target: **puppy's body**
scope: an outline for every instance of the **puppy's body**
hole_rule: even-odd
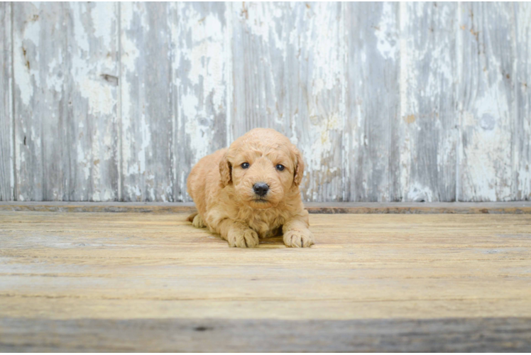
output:
[[[288,138],[253,129],[192,169],[188,193],[199,213],[189,220],[231,246],[256,246],[259,237],[281,232],[288,246],[310,246],[313,236],[299,191],[303,170],[302,156]],[[266,187],[265,195],[257,184]]]

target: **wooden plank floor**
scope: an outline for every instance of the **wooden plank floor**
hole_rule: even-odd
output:
[[[531,350],[531,214],[312,214],[306,249],[185,217],[0,212],[0,351]]]

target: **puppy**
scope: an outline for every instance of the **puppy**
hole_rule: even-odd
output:
[[[257,246],[259,238],[283,233],[288,246],[309,247],[314,237],[299,191],[304,168],[287,137],[253,129],[192,169],[188,193],[199,213],[188,220],[221,234],[230,246]]]

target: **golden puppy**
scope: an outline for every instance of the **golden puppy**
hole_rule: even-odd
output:
[[[199,213],[188,220],[221,234],[231,246],[256,246],[258,238],[283,232],[288,246],[308,247],[314,238],[299,191],[304,168],[287,137],[253,129],[192,169],[188,193]]]

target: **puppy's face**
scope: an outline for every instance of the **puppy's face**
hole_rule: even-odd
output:
[[[256,209],[278,204],[300,183],[303,170],[301,155],[289,140],[263,129],[236,140],[220,163],[222,182],[233,184],[239,200]]]

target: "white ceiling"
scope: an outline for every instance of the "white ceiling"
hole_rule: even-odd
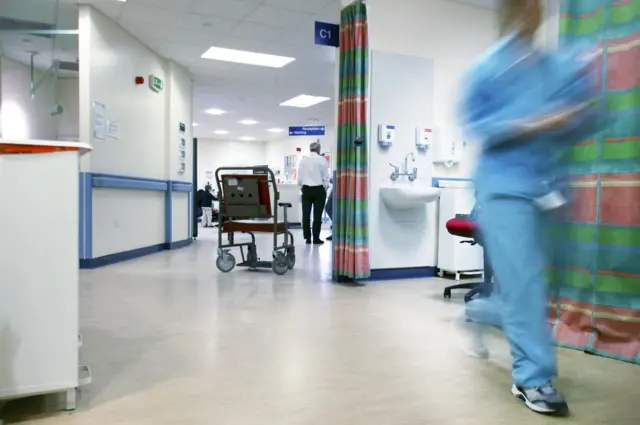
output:
[[[283,137],[266,131],[335,121],[335,54],[314,45],[314,22],[337,23],[339,0],[91,0],[149,47],[187,67],[193,75],[194,133],[201,138],[257,140]],[[281,69],[201,59],[211,46],[289,56]],[[306,109],[280,107],[299,94],[332,98]],[[222,116],[204,113],[227,111]],[[255,126],[239,124],[242,119]],[[214,130],[228,135],[218,136]],[[285,133],[286,134],[286,133]]]
[[[496,0],[452,0],[479,7],[495,7]],[[196,137],[265,141],[283,137],[266,129],[335,121],[336,50],[314,45],[314,22],[339,22],[340,0],[60,0],[58,28],[77,26],[77,3],[90,3],[161,55],[185,66],[194,78]],[[55,23],[56,0],[0,0],[0,16]],[[75,22],[74,22],[75,20]],[[0,37],[4,54],[28,58],[34,46],[42,52],[41,66],[51,57],[52,41],[37,37]],[[281,69],[201,59],[211,46],[249,50],[296,58]],[[56,58],[75,60],[77,39],[56,41]],[[299,94],[326,96],[330,101],[311,108],[279,104]],[[227,111],[222,116],[208,108]],[[259,123],[245,126],[251,118]],[[218,136],[214,130],[228,135]],[[286,133],[284,133],[286,135]]]

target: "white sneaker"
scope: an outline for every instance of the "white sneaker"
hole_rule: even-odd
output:
[[[456,324],[467,335],[468,339],[465,352],[469,357],[477,359],[489,358],[489,350],[484,345],[484,325],[472,322],[467,316],[466,310],[463,310],[456,318]]]

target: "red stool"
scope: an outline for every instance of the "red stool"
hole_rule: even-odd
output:
[[[460,243],[470,243],[475,245],[475,236],[478,231],[478,223],[469,219],[452,218],[447,222],[447,231],[454,236],[460,236],[462,238],[470,238],[470,240],[461,241]],[[469,292],[464,297],[465,302],[469,302],[475,295],[483,294],[489,295],[492,290],[492,277],[491,266],[487,261],[487,255],[484,255],[484,282],[478,283],[460,283],[457,285],[451,285],[444,288],[444,297],[451,298],[451,291],[454,289],[468,289]]]

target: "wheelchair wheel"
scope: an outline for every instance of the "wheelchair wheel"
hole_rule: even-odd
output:
[[[223,252],[216,259],[216,267],[223,273],[229,273],[236,266],[236,257],[228,252]]]
[[[277,252],[273,255],[273,264],[271,265],[273,272],[282,276],[289,271],[289,264],[287,257],[281,252]]]

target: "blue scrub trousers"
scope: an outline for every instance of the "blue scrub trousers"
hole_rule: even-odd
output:
[[[483,243],[499,291],[467,304],[473,322],[503,330],[511,345],[513,381],[526,388],[556,377],[547,322],[545,213],[531,199],[480,194]]]

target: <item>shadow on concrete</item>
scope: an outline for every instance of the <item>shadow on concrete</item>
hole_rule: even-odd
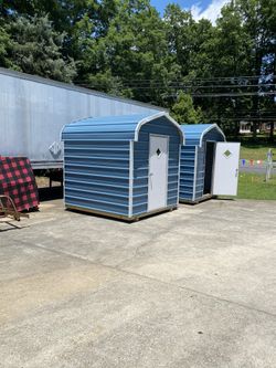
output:
[[[40,201],[51,201],[63,198],[63,187],[39,188]]]

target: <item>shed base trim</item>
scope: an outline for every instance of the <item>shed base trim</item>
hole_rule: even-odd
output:
[[[192,199],[183,199],[183,198],[180,198],[179,199],[179,202],[180,203],[187,203],[187,204],[198,204],[198,203],[201,203],[201,202],[204,202],[209,199],[212,199],[212,198],[216,198],[216,196],[213,196],[213,194],[204,194],[203,197],[199,198],[199,199],[195,199],[194,201]]]
[[[105,211],[98,211],[98,210],[88,210],[88,209],[84,209],[82,207],[77,207],[77,206],[66,206],[65,204],[65,209],[66,210],[73,210],[73,211],[79,211],[79,212],[85,212],[85,213],[92,213],[92,214],[98,214],[98,215],[103,215],[106,218],[113,218],[113,219],[117,219],[117,220],[125,220],[128,222],[134,222],[134,221],[138,221],[139,219],[152,215],[152,214],[157,214],[160,212],[167,212],[167,211],[172,211],[172,210],[177,210],[178,206],[173,204],[173,206],[169,206],[169,207],[164,207],[155,211],[150,211],[150,212],[146,212],[146,213],[141,213],[141,214],[134,214],[132,217],[128,217],[128,215],[124,215],[124,214],[116,214],[116,213],[110,213],[110,212],[105,212]]]

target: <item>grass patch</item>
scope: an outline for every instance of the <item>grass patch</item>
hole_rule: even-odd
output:
[[[246,160],[266,160],[266,154],[269,148],[273,148],[274,151],[274,159],[276,157],[276,146],[275,145],[253,145],[253,144],[243,144],[241,147],[241,159]]]
[[[265,175],[241,172],[237,198],[276,200],[276,176],[265,181]]]

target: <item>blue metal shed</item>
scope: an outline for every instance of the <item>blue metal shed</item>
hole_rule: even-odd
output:
[[[179,201],[183,133],[167,113],[65,125],[65,207],[134,220]]]
[[[225,141],[216,124],[181,125],[185,145],[181,148],[180,189],[182,202],[199,202],[212,197],[215,144]]]

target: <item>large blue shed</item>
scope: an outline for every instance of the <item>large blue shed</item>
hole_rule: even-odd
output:
[[[134,220],[177,208],[183,132],[167,113],[65,125],[65,207]]]
[[[199,202],[212,196],[215,146],[225,141],[216,124],[181,125],[185,145],[181,148],[180,189],[182,202]]]

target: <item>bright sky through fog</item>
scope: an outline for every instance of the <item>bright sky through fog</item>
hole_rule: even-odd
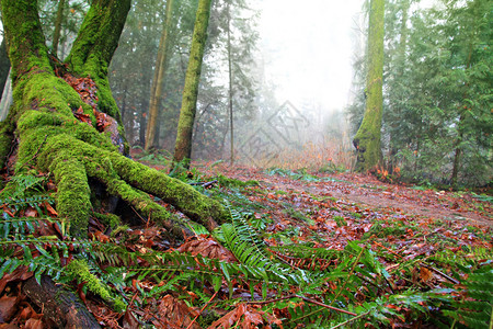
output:
[[[347,103],[362,0],[261,0],[261,49],[278,102]]]

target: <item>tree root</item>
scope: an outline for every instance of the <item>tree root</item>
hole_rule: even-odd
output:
▬▬▬
### TASK PROMPT
Your task is to repeat the data above exactly while excluding the pictures.

### FINAL RESULT
target: **puppy's body**
scope: an outline for every instance of the **puppy's body**
hole_rule: even-odd
output:
[[[288,138],[253,129],[192,169],[188,193],[199,213],[189,220],[231,246],[256,246],[259,237],[281,232],[288,246],[310,246],[313,236],[299,191],[303,170],[302,156]],[[266,187],[265,195],[257,184]]]

target: **wooden plank floor**
scope: an outline for every instance of the **wooden plank floor**
hole_rule: even-odd
output:
[[[531,350],[531,214],[312,214],[306,249],[185,217],[0,212],[0,351]]]

target: **puppy**
scope: an outline for every instance of the **puppy**
hole_rule: even-odd
output:
[[[257,246],[259,238],[283,233],[288,246],[309,247],[314,237],[299,191],[304,168],[287,137],[253,129],[192,169],[188,193],[199,213],[188,220],[221,234],[230,246]]]

target: **golden puppy**
scope: an outline for every instance of the **golden puppy**
hole_rule: even-odd
output:
[[[199,213],[188,220],[221,234],[231,246],[256,246],[258,238],[283,232],[288,246],[308,247],[314,238],[299,191],[304,168],[287,137],[253,129],[192,169],[188,193]]]

target: **puppy's face**
scope: an outline for every instance of the **puppy's face**
hole_rule: even-odd
output:
[[[256,209],[278,204],[300,183],[303,170],[301,155],[289,140],[263,129],[236,140],[220,163],[222,182],[233,184],[239,200]]]

target: "white ceiling"
scope: an outline for every instance of the "white ceiling"
hole_rule: even-odd
output:
[[[283,137],[266,131],[335,121],[335,54],[314,45],[314,22],[337,23],[339,0],[91,0],[149,47],[187,67],[193,75],[194,133],[201,138],[257,140]],[[281,69],[201,59],[211,46],[289,56]],[[306,109],[280,107],[299,94],[332,98]],[[222,116],[204,113],[227,111]],[[255,126],[239,124],[242,119]],[[214,130],[228,135],[218,136]],[[285,133],[286,134],[286,133]]]
[[[496,0],[452,0],[479,7],[495,7]],[[196,137],[265,141],[283,137],[266,129],[335,121],[336,50],[314,45],[314,22],[339,22],[340,0],[60,0],[58,28],[77,26],[77,3],[90,3],[161,55],[185,66],[194,78]],[[55,23],[56,0],[0,0],[0,16]],[[75,22],[74,22],[75,20]],[[0,37],[4,54],[28,58],[34,46],[42,52],[41,66],[51,57],[52,41],[37,37]],[[281,69],[201,59],[211,46],[249,50],[296,58]],[[56,58],[75,60],[77,39],[56,41]],[[299,94],[326,96],[330,101],[311,108],[279,104]],[[227,111],[222,116],[208,108]],[[259,123],[245,126],[251,118]],[[218,136],[214,130],[228,135]],[[286,133],[284,133],[286,135]]]

target: "white sneaker"
scope: an outline for every instance of the "white sneaker"
hole_rule: even-odd
output:
[[[456,324],[467,335],[468,339],[465,352],[469,357],[477,359],[489,358],[489,350],[484,345],[484,325],[472,322],[467,316],[466,310],[463,310],[456,318]]]

target: "red stool"
scope: an outline for every instance of the "red stool"
hole_rule: even-odd
output:
[[[460,243],[470,243],[475,245],[475,236],[478,231],[478,223],[469,219],[452,218],[447,222],[447,231],[454,236],[460,236],[462,238],[470,238],[470,240],[461,241]],[[469,292],[464,297],[465,302],[469,302],[475,295],[483,294],[489,295],[492,290],[492,277],[491,266],[487,261],[487,255],[484,255],[484,282],[478,283],[460,283],[457,285],[451,285],[444,288],[444,297],[451,298],[451,291],[454,289],[468,289]]]

target: "wheelchair wheel"
scope: an outline for every instance of the "wheelchair wheel"
hole_rule: even-odd
output:
[[[223,252],[216,259],[216,267],[223,273],[229,273],[236,266],[236,257],[228,252]]]
[[[277,252],[273,255],[273,264],[271,265],[273,272],[282,276],[289,271],[289,264],[287,257],[281,252]]]

target: "blue scrub trousers"
scope: an outline for every instance of the "blue scrub trousers"
hole_rule: even-odd
output:
[[[483,243],[499,291],[467,304],[473,322],[503,330],[511,345],[513,381],[526,388],[556,377],[547,322],[545,213],[531,199],[480,194]]]

target: <item>shadow on concrete</item>
scope: an outline for every instance of the <item>shadow on concrete</item>
hole_rule: even-odd
output:
[[[40,201],[51,201],[63,198],[63,187],[39,188]]]

target: <item>shed base trim</item>
scope: an outline for every instance of the <item>shed base trim</item>
hole_rule: even-odd
output:
[[[192,199],[183,199],[183,198],[180,198],[179,199],[179,202],[180,203],[187,203],[187,204],[198,204],[198,203],[201,203],[201,202],[204,202],[209,199],[212,199],[212,198],[216,198],[216,196],[213,196],[213,194],[204,194],[203,197],[199,198],[199,199],[195,199],[194,201]]]
[[[105,211],[98,211],[98,210],[88,210],[88,209],[84,209],[82,207],[77,207],[77,206],[66,206],[65,204],[65,209],[66,210],[73,210],[73,211],[79,211],[79,212],[85,212],[85,213],[92,213],[92,214],[98,214],[98,215],[103,215],[106,218],[113,218],[113,219],[117,219],[117,220],[125,220],[128,222],[134,222],[134,221],[138,221],[139,219],[152,215],[152,214],[157,214],[160,212],[167,212],[167,211],[172,211],[172,210],[177,210],[178,206],[173,204],[173,206],[169,206],[169,207],[164,207],[155,211],[150,211],[150,212],[146,212],[146,213],[141,213],[141,214],[134,214],[132,217],[128,217],[128,215],[124,215],[124,214],[116,214],[116,213],[110,213],[110,212],[105,212]]]

target: <item>grass patch</item>
scope: an outline for every instance of the <item>grass patch</item>
hole_rule: even-odd
output:
[[[246,160],[266,160],[266,154],[269,148],[273,148],[274,151],[274,159],[276,157],[276,146],[275,145],[253,145],[253,144],[243,144],[241,147],[241,159]]]
[[[265,175],[241,172],[237,198],[276,200],[276,176],[265,181]]]

target: <item>blue metal shed</item>
scope: an outline for every instance of the <item>blue metal shed</item>
hole_rule: even-odd
output:
[[[179,201],[183,133],[167,113],[65,125],[65,207],[134,220]]]
[[[225,141],[216,124],[181,125],[185,145],[181,148],[180,189],[182,202],[199,202],[212,197],[215,144]]]

target: <item>large blue shed</item>
scope: an outline for every instance of the <item>large blue shed</item>
hole_rule: even-odd
output:
[[[134,220],[177,208],[183,132],[167,113],[65,125],[65,207]]]
[[[199,202],[212,196],[215,146],[225,141],[216,124],[181,125],[185,145],[181,148],[180,189],[182,202]]]

target: <item>bright sky through fog</item>
scope: an outline for every instance of the <item>bright sky through fog</item>
hole_rule: even-odd
output:
[[[347,103],[362,0],[261,0],[261,49],[278,102]]]

target: <item>tree root</item>
scope: an outline for every instance of the <item>tree root</item>
hole_rule: even-odd
output:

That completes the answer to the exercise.